[Entries drawn from a collection]
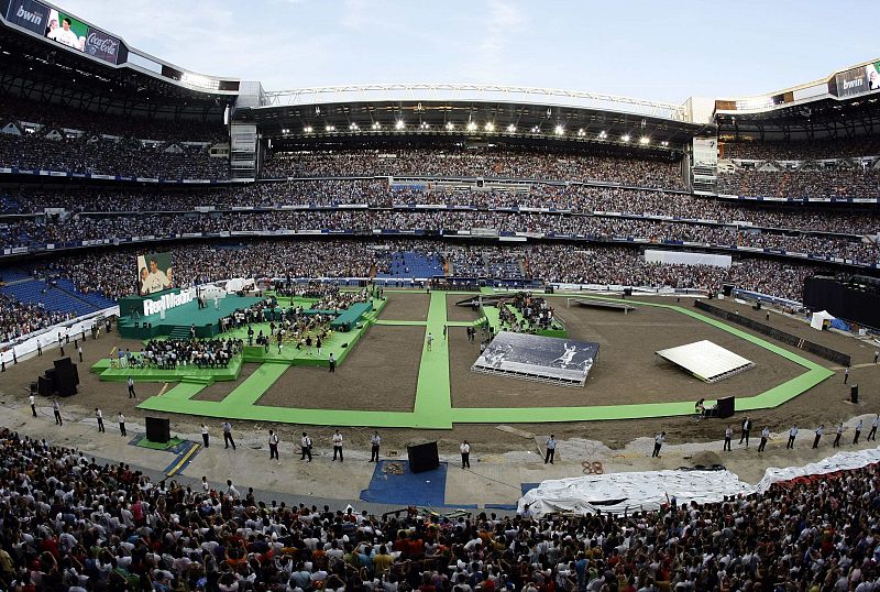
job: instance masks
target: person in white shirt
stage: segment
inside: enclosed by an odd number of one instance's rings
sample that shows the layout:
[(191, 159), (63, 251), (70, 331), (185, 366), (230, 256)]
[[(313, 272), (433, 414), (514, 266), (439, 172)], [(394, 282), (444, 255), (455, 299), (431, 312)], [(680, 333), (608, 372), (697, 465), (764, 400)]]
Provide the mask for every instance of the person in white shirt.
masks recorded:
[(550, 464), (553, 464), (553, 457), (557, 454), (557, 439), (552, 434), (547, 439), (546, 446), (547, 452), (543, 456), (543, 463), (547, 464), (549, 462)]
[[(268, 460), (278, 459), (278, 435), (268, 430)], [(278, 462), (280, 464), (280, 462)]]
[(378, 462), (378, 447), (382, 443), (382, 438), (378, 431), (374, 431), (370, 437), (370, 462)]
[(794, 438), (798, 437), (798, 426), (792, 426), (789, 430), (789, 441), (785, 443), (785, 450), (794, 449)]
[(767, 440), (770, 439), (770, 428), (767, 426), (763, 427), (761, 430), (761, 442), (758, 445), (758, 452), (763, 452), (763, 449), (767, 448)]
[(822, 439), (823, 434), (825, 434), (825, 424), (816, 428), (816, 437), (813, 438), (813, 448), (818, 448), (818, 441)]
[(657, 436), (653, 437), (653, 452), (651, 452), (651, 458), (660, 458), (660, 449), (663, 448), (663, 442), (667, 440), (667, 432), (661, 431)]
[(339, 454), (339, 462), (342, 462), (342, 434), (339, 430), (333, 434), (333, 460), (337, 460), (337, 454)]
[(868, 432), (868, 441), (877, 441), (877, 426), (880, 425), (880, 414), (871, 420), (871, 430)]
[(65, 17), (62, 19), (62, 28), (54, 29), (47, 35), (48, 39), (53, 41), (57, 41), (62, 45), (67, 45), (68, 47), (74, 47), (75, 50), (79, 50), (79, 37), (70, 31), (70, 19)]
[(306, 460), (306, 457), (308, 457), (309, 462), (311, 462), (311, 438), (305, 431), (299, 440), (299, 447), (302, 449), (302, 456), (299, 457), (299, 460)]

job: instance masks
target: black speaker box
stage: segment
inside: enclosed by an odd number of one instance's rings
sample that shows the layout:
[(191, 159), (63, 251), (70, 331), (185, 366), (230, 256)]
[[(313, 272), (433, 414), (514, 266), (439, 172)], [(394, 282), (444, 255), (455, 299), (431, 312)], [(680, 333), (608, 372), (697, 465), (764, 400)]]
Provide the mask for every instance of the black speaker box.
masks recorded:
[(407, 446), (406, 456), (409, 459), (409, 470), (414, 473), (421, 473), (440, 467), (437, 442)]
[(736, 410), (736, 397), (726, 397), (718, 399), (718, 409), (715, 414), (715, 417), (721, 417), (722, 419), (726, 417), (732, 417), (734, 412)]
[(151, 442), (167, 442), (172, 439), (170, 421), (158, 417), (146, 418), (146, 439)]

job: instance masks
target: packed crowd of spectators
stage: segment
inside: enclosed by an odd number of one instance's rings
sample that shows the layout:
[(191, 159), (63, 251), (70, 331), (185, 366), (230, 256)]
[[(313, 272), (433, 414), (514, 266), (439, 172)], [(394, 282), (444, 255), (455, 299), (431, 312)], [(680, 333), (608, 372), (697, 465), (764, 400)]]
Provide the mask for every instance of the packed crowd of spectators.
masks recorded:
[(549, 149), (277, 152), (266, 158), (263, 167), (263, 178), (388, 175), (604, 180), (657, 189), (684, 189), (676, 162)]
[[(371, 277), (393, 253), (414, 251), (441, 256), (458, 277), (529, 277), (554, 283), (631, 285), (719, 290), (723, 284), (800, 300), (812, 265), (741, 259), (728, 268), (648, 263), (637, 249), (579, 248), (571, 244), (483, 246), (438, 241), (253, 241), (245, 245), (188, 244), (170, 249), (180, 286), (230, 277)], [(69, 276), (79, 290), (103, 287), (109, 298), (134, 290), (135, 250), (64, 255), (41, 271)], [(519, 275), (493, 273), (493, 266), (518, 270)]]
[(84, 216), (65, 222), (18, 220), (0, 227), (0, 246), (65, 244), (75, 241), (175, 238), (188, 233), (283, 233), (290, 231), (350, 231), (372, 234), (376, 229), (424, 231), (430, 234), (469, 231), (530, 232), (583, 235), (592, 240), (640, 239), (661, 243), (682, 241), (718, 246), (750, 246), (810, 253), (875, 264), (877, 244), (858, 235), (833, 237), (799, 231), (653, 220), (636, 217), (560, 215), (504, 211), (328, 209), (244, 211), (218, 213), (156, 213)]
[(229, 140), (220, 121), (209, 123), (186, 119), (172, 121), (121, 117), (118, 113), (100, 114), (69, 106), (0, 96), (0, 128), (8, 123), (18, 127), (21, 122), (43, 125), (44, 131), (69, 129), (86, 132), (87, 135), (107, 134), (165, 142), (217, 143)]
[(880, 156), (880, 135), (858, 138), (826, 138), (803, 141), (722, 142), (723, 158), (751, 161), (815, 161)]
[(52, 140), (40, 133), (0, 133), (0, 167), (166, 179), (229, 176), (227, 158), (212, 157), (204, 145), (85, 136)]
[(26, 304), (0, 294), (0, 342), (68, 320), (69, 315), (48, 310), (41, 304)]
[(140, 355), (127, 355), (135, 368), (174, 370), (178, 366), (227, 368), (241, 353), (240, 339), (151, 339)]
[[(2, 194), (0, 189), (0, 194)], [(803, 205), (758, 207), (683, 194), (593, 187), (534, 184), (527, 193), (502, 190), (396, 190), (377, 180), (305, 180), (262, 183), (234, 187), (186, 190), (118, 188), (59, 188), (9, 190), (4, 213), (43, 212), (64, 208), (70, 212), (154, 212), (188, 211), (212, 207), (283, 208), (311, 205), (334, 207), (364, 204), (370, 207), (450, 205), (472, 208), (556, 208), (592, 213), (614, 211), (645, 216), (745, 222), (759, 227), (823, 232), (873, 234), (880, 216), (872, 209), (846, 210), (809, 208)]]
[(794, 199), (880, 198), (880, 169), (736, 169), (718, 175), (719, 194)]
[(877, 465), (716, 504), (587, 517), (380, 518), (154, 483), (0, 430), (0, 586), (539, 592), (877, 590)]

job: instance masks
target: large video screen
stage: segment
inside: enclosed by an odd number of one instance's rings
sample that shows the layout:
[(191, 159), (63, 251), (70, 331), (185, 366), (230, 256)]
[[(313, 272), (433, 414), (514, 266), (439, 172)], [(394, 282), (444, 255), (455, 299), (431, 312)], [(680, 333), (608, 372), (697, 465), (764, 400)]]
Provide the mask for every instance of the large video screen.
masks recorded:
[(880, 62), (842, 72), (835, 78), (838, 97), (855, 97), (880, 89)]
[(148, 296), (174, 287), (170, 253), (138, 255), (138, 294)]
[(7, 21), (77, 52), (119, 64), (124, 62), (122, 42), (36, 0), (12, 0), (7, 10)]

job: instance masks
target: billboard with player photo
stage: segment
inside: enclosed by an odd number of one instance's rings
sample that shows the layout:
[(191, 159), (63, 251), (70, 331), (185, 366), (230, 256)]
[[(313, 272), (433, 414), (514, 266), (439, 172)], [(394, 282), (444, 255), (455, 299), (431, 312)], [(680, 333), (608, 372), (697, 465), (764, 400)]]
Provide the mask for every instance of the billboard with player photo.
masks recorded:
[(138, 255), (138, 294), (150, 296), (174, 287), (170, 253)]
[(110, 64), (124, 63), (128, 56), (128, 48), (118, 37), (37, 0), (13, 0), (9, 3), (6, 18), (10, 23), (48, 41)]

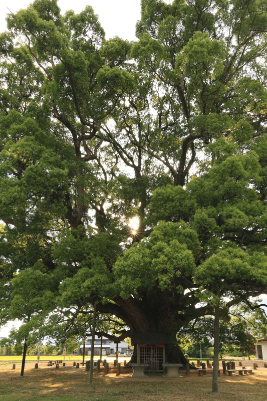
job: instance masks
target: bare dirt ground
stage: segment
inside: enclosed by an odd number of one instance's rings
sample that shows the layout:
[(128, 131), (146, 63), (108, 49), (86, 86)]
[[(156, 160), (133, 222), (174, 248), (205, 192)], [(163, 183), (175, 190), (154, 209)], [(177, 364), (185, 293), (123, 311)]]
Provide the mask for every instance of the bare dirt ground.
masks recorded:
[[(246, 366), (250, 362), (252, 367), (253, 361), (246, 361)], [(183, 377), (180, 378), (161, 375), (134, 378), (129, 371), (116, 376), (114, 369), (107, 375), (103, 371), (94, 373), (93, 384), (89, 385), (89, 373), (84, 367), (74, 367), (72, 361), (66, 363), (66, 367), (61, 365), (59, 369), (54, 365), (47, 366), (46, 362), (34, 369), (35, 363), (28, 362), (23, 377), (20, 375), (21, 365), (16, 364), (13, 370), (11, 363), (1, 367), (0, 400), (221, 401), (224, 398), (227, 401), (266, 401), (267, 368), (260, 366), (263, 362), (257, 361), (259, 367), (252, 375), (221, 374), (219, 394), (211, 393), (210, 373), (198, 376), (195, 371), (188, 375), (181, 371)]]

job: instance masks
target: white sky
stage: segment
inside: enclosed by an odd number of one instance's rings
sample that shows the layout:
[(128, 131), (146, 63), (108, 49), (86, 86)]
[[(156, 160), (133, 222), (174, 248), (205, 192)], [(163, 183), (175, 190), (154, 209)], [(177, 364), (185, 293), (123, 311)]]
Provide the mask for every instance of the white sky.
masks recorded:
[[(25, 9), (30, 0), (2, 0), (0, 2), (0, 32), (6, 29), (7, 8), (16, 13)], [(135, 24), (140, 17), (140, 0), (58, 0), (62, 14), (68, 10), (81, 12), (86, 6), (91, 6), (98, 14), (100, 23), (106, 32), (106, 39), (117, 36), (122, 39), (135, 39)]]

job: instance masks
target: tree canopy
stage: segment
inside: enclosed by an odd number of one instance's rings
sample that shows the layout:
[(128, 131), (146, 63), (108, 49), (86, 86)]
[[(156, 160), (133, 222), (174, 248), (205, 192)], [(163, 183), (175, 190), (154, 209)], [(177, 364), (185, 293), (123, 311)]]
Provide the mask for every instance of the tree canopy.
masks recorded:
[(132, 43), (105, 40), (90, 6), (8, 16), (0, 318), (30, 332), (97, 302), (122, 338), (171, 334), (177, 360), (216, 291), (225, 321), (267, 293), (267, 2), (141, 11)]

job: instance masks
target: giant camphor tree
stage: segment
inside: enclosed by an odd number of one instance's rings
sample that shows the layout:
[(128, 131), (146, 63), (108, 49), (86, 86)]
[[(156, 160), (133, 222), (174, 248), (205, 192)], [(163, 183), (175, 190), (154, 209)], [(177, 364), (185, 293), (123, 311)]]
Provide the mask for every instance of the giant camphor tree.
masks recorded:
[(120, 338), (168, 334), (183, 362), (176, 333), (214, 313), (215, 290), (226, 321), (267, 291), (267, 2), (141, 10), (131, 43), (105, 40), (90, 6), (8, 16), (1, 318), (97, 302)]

* * *

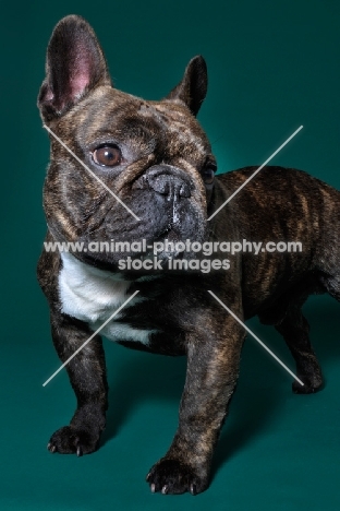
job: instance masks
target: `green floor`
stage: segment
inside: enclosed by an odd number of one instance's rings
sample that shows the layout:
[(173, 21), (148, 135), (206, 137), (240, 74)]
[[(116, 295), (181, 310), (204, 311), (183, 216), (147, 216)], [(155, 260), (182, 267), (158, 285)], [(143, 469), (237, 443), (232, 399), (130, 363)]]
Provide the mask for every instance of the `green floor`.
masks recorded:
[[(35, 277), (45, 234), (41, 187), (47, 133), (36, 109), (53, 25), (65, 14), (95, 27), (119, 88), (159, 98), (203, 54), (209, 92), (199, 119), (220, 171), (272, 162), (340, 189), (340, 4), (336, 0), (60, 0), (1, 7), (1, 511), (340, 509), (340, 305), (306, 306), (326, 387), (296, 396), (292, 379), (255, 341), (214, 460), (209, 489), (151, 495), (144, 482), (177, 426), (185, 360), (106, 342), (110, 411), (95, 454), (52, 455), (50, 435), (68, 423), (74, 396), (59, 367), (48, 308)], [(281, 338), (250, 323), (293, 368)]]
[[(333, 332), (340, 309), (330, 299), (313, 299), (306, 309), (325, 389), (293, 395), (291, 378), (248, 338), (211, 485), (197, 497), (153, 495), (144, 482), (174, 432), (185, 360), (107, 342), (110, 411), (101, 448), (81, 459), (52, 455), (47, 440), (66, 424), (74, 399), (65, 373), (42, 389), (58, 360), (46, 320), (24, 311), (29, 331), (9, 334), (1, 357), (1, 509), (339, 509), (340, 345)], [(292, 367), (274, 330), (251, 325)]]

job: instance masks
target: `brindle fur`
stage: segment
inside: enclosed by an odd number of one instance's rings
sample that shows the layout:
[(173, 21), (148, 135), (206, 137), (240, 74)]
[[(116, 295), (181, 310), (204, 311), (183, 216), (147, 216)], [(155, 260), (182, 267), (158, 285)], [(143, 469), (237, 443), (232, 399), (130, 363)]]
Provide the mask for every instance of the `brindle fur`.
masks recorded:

* * *

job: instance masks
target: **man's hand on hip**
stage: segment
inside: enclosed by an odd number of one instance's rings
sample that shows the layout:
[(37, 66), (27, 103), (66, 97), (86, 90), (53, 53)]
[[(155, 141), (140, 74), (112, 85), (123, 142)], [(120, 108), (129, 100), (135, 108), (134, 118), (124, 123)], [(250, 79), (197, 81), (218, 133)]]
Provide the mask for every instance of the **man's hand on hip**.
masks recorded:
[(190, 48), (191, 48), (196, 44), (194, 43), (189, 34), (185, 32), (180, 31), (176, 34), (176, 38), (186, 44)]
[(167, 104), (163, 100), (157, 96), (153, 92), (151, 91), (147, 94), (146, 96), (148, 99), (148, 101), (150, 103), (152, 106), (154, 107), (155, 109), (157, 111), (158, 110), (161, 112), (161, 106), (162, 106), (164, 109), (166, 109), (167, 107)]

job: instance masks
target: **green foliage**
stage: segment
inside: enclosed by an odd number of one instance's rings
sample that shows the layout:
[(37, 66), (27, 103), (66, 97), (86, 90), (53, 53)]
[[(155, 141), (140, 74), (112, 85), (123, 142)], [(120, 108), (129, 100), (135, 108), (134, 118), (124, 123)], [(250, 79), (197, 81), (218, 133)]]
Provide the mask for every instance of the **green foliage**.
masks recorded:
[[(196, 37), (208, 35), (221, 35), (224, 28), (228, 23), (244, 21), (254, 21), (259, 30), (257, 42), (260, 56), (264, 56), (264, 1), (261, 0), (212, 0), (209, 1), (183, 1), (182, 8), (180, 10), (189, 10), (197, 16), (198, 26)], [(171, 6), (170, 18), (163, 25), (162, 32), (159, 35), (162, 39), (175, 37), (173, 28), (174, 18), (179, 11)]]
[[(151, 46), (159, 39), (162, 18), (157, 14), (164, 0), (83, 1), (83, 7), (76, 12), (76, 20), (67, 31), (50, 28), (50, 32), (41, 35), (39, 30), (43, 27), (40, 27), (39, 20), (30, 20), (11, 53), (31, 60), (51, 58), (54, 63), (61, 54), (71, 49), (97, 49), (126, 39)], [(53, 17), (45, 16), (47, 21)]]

DO THIS:
Return each line of the records above that contains the word "giant".

WRITTEN ANSWER:
target: giant camphor tree
Provide the mask for every instance of the giant camphor tree.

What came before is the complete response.